> **Exercise**:
Rewrite the data below, changing "stone finial" to "stone ornament" everywhere and leaving everything else the same.

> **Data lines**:

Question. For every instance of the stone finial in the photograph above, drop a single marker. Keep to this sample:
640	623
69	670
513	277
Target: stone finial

> **Task answer**:
Question. For every instance of the stone ornament in the photograph above, drop a single marker. Keep to this sample:
640	623
69	670
513	277
Target: stone ornament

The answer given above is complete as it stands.